• [Direction] Copy out every line of the items below, requests included, but multiply each point coordinate in the answers by 0.25 and round it to a whole number, with halves rounding up. Omit the pictures from your answer.

## BEGIN Given entries

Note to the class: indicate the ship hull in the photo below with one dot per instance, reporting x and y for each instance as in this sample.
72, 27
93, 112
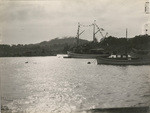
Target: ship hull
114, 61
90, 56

## END Given entries

• [Expected answer]
Note to the class: indicate the ship hull in the photo below with one dot per instance, reporting x and y for each instance as in this sample.
72, 27
93, 112
Target: ship hull
29, 15
23, 14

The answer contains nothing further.